Working data:
━━━━━━━━━━
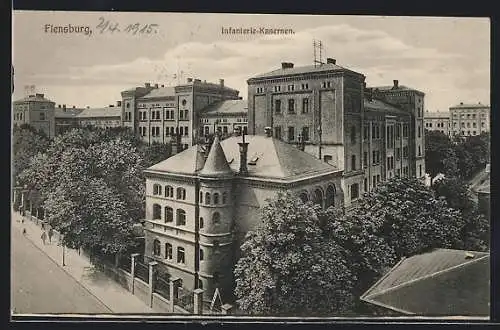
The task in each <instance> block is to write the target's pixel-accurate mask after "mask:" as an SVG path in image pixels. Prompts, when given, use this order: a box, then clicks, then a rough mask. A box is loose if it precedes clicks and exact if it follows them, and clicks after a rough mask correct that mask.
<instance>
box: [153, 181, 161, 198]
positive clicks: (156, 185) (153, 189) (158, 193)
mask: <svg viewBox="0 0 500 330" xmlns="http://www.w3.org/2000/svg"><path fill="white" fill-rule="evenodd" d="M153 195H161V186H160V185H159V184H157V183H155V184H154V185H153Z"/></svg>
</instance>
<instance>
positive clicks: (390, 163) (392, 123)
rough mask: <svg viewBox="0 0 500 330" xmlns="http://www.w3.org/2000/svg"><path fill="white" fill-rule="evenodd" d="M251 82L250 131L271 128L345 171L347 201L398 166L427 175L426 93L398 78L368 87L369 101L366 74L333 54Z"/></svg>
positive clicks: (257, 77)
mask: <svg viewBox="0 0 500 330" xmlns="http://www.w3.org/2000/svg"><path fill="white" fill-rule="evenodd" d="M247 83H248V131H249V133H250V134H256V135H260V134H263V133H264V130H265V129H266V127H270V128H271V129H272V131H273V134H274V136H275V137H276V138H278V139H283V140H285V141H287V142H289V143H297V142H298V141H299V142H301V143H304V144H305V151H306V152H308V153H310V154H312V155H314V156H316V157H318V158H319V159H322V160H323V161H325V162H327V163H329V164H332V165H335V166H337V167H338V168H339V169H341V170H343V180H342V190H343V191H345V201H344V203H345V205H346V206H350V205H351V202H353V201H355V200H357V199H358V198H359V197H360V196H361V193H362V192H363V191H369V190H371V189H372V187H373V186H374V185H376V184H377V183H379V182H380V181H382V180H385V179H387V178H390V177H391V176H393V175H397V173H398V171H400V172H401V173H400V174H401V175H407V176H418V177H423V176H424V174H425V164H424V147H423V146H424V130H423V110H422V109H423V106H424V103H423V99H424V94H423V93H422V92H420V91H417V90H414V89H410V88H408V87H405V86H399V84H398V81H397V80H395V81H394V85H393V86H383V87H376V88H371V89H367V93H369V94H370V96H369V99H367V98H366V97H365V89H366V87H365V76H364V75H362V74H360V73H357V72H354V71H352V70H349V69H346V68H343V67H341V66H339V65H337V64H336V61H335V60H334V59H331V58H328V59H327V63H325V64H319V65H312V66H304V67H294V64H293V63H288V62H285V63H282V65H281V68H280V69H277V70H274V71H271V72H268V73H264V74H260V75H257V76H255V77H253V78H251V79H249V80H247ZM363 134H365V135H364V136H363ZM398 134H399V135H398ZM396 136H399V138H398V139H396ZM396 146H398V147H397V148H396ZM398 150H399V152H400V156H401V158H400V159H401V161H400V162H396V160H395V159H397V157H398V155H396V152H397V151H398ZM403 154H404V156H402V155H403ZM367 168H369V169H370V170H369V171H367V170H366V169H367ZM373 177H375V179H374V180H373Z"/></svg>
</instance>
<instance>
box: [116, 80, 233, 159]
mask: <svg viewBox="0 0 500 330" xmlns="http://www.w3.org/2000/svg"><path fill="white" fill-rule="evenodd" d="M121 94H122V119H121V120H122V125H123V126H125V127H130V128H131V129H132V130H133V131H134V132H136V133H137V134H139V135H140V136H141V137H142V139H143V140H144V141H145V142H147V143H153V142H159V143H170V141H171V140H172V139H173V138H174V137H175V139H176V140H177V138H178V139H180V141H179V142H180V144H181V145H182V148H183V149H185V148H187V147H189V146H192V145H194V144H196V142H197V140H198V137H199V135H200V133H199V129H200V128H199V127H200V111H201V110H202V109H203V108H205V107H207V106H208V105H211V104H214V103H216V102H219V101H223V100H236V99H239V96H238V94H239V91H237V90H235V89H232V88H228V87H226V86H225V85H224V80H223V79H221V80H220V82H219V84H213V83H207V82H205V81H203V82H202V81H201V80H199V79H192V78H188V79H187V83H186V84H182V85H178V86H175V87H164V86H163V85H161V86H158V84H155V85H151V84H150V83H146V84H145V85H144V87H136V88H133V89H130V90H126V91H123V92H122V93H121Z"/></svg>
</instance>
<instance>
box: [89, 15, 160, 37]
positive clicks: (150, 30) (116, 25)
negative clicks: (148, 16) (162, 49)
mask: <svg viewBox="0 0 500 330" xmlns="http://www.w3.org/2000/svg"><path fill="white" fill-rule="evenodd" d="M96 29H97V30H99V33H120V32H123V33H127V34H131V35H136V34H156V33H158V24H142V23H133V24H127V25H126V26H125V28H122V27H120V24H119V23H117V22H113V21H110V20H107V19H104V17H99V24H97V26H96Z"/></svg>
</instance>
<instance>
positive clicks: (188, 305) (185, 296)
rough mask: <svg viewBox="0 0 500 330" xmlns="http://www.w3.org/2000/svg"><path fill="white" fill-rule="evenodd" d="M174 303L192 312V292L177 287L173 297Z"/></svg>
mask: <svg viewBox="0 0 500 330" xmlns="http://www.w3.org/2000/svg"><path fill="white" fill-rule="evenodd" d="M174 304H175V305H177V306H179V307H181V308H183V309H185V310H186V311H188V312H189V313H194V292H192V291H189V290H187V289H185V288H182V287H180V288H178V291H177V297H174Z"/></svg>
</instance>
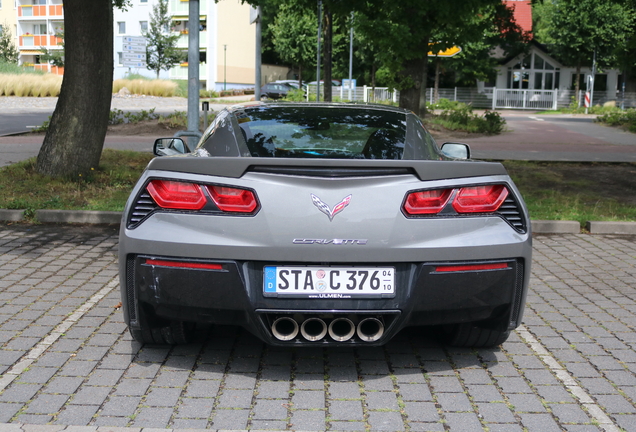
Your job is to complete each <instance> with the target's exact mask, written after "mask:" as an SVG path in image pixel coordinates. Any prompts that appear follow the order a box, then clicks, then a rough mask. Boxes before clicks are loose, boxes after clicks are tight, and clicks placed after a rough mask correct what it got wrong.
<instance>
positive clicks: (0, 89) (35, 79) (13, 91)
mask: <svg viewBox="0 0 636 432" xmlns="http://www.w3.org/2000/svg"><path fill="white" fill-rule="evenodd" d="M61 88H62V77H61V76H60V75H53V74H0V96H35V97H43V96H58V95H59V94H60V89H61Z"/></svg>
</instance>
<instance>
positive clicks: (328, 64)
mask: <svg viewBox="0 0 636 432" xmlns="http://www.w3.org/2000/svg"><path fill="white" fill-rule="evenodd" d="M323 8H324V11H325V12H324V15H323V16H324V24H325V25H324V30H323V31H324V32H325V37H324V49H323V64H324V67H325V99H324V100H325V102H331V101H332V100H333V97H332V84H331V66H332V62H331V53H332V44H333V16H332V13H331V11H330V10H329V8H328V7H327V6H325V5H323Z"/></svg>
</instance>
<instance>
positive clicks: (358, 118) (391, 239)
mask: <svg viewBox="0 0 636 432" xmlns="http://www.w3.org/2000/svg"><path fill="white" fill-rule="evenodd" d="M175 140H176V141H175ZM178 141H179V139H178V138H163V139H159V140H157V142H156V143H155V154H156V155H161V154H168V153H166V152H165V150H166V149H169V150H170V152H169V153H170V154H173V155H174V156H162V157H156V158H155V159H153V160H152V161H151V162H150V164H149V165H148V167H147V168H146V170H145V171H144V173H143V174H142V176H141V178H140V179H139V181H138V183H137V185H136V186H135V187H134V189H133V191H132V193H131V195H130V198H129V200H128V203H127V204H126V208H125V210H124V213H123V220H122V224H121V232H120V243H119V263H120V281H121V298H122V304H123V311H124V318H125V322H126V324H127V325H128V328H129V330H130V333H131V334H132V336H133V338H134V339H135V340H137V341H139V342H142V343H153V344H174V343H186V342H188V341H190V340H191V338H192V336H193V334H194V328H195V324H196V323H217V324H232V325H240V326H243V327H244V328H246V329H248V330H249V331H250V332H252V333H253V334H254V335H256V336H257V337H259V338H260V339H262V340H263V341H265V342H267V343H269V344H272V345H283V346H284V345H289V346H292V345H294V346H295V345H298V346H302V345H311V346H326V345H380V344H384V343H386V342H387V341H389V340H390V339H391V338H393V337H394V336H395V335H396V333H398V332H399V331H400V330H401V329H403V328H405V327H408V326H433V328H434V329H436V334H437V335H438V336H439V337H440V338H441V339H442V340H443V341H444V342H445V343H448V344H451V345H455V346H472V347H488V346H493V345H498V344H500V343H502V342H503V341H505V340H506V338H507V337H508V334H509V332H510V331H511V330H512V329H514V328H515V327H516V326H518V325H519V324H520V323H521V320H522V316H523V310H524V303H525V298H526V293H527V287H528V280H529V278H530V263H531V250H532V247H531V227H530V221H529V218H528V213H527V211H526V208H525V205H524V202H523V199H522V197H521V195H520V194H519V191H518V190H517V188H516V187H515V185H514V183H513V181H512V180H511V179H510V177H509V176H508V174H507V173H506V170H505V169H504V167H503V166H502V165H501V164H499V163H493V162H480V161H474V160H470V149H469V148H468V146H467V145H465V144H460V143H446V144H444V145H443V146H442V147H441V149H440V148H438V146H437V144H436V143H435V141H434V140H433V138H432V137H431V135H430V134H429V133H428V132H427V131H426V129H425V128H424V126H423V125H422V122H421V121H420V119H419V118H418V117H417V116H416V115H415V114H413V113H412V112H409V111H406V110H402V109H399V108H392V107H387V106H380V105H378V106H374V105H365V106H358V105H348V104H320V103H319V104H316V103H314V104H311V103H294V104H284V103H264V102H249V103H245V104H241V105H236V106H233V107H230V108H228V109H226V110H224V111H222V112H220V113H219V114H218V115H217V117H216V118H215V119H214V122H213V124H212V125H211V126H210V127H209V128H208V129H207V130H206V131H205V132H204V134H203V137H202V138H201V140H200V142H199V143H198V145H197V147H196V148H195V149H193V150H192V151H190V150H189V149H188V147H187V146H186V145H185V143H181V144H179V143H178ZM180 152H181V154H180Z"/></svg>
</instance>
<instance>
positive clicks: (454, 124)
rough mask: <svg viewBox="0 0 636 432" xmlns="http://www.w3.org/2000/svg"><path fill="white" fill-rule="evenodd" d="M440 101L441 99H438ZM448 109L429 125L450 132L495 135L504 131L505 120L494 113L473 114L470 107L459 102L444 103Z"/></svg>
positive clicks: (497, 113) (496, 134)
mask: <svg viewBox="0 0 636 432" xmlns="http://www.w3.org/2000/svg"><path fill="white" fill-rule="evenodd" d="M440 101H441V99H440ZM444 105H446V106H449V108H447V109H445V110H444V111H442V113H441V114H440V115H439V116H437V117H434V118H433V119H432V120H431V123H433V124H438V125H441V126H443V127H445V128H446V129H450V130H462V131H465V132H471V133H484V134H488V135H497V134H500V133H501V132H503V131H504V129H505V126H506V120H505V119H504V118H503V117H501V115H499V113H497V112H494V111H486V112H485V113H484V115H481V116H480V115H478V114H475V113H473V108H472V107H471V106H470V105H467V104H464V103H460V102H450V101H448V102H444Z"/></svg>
━━━━━━━━━━
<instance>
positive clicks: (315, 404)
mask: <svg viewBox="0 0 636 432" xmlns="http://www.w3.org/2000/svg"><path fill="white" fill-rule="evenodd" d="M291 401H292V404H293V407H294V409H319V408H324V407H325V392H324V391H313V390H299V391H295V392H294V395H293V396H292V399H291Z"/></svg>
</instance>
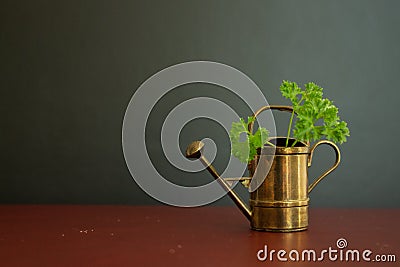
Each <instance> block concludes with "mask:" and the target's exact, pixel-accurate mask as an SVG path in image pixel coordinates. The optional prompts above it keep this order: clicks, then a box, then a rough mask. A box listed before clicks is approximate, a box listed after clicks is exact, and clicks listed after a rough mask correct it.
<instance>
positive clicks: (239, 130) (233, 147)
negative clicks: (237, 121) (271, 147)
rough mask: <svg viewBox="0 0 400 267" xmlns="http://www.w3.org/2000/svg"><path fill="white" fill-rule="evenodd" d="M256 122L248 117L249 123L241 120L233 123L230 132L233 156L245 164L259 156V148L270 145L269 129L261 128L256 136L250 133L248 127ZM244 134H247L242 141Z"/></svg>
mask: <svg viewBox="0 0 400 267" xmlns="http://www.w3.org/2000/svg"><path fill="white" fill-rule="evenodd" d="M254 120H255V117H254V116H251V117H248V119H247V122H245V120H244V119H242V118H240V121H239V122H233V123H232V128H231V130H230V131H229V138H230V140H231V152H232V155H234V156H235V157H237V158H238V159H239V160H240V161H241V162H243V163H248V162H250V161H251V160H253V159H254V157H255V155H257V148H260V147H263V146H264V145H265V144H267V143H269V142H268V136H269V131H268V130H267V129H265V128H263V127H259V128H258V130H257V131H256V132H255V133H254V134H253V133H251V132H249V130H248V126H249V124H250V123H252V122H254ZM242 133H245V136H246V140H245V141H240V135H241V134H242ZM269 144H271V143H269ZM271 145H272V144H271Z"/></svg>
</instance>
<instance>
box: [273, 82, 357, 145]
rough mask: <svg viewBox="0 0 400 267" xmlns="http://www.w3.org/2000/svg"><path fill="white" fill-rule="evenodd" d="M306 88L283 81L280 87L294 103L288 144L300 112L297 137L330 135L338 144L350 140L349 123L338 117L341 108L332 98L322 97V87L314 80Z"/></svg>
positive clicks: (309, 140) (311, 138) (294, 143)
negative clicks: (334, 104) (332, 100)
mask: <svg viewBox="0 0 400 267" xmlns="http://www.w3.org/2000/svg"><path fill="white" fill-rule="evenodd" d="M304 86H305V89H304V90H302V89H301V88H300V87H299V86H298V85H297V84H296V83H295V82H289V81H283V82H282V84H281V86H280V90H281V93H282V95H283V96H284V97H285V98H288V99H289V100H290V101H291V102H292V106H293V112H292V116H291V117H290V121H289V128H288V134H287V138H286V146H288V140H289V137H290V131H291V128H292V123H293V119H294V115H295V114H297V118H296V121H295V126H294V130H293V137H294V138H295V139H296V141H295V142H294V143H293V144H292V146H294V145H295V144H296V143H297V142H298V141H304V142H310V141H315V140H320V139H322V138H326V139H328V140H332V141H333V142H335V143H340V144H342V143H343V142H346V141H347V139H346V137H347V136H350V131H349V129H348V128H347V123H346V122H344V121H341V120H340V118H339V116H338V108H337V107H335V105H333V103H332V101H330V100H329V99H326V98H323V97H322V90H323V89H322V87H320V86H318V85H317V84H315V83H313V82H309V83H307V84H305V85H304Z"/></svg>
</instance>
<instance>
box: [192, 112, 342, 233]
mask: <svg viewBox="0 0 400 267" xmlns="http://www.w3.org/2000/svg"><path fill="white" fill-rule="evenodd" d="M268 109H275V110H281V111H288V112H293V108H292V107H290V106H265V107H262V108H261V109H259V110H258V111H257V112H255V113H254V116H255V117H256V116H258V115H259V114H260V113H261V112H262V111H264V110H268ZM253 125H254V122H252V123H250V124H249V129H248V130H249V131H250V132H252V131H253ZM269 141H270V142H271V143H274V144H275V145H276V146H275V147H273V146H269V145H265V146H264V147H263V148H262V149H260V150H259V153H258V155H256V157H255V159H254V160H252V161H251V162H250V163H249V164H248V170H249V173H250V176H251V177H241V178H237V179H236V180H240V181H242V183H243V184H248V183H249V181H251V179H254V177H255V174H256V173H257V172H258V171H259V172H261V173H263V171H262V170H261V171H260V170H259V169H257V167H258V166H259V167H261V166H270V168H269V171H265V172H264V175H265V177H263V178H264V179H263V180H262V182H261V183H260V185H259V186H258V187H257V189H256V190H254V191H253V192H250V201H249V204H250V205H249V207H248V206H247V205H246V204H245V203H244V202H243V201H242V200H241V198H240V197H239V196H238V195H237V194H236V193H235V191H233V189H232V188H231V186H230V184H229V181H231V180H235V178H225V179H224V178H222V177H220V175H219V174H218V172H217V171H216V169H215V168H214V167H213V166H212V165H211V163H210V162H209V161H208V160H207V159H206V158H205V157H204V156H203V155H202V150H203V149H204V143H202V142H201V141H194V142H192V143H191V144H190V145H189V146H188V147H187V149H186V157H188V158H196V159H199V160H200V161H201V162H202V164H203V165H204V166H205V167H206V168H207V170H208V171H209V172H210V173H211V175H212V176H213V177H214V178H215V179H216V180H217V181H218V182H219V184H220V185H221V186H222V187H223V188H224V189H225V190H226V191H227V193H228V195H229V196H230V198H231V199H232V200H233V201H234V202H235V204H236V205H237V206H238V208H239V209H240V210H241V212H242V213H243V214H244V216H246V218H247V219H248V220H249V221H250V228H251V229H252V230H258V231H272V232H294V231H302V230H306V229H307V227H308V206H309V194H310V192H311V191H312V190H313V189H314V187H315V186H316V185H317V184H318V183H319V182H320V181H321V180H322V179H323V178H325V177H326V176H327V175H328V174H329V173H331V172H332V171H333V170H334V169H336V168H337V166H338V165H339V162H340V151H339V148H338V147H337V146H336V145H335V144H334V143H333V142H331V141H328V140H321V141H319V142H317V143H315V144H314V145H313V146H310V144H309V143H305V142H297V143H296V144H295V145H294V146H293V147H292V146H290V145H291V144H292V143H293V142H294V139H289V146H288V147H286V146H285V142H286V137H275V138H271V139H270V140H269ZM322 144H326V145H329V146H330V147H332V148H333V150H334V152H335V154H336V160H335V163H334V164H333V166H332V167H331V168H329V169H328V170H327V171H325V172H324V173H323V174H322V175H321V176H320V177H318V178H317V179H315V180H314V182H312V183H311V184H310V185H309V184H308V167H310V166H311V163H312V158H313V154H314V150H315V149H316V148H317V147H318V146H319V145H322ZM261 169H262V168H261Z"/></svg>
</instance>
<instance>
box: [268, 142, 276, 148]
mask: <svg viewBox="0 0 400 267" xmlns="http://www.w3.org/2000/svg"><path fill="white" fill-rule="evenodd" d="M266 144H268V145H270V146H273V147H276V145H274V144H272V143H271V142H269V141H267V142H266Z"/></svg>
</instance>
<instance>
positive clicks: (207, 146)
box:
━━━━━━━━━━
What is expected: Please give an exact copy of the entries above, from the line with "positive clicks: (156, 185)" down to the line with "82L250 131L271 128L345", inclusive, and nothing else.

Finished exercise:
positive clicks: (156, 185) (153, 189) (158, 193)
mask: <svg viewBox="0 0 500 330" xmlns="http://www.w3.org/2000/svg"><path fill="white" fill-rule="evenodd" d="M153 195H161V186H160V185H159V184H157V183H155V184H154V185H153Z"/></svg>
</instance>
<instance>
positive clicks: (390, 163) (392, 123)
rough mask: <svg viewBox="0 0 500 330" xmlns="http://www.w3.org/2000/svg"><path fill="white" fill-rule="evenodd" d="M251 82L250 131L271 128L345 171L347 201L398 166L427 175L426 93L398 78L368 87L369 101L366 74L333 54Z"/></svg>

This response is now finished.